> **Input data**:
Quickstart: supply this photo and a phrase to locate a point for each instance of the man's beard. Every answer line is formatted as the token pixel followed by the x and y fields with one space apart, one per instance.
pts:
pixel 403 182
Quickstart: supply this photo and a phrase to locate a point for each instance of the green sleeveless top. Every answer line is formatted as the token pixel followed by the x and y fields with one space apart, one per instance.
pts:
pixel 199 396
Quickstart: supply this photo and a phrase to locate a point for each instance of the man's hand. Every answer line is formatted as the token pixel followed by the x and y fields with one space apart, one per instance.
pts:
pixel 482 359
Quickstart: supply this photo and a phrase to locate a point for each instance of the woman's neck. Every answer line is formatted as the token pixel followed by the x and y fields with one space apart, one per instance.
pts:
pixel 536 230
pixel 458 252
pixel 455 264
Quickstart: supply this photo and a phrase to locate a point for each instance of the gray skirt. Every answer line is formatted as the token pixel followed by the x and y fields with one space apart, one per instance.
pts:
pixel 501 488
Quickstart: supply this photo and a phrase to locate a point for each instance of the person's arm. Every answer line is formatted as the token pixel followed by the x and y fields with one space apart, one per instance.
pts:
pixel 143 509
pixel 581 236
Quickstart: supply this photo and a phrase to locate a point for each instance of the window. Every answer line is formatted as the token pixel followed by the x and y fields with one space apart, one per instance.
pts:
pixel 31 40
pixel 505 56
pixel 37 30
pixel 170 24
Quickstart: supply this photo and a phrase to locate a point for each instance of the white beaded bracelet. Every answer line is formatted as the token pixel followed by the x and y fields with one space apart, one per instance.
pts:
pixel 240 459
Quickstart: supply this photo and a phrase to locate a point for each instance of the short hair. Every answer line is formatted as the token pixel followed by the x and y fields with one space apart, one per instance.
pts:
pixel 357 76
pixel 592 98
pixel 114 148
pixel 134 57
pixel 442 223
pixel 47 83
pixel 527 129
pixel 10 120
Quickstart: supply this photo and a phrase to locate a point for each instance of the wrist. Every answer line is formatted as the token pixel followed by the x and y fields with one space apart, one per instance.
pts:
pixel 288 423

> **Directions**:
All of the material above should be set down again, unaltered.

> **Result of the exercise**:
Quickstart: supply this photo and a phrase to locate a point for each instance of the man's beard. Every answer line is formatted as the token pixel followed by the x and y fields with one space apart, one per instance.
pts:
pixel 403 182
Quickstart: supply this photo and a phrase to locate a point for each instance of the green sleeveless top. Every answer line is formatted as the token pixel followed by the x and y fields with one space apart, one per instance.
pts:
pixel 199 396
Quickstart: supply this photo and a phrase to locate a point for each instance of the man's hand. Every answer line is formatted as the token pixel followed by the x and y fields with one space apart, one per instance.
pts:
pixel 482 359
Quickstart: supply this photo and a phrase to locate a point for each instance of the woman's neck. Every answer line is formatted as the token pixel followed by the x and y fields with one space apart, one per instance.
pts:
pixel 536 230
pixel 458 252
pixel 455 264
Quickstart: supply this photo and a phrase to locate a point for each instance of the gray skirt. Every answer line is formatted as the token pixel followed by the x and y fields with one space apart, one per instance.
pts:
pixel 501 488
Quickstart: supply this photo and a phrase to locate a point for each instance of the person's arm. Every answer line is formatted as the token pixel followed by the x and y fields with one space apart, one per instance.
pts:
pixel 143 509
pixel 581 236
Quickstart: supply this photo and a phrase to locate a point for each instance of the window. Every answer line is formatted as the token pixel followed by the x and y fields with one space apart, one per instance.
pts:
pixel 31 40
pixel 505 56
pixel 37 30
pixel 170 24
Quickstart: supply this photo and a phrase to locate a point for each instance of the white beaded bracelet. Every answer line is formatted as the token pixel followed by the x and y fields with one space apart, one per instance.
pts:
pixel 240 459
Quickstart: supply this photo and a phrase to locate a point for each instance of the short hair. Every answer line is formatted as the token pixel followed by the x and y fields with one space apart, one per instance.
pts:
pixel 357 76
pixel 592 98
pixel 114 148
pixel 134 57
pixel 442 223
pixel 47 83
pixel 527 129
pixel 10 120
Quickstart: supply this photo and a phrase to locate a point for each instance of the wrist. Every answer line is formatted as the token pixel followed by the x and y fields with one space apart, one per instance.
pts:
pixel 288 423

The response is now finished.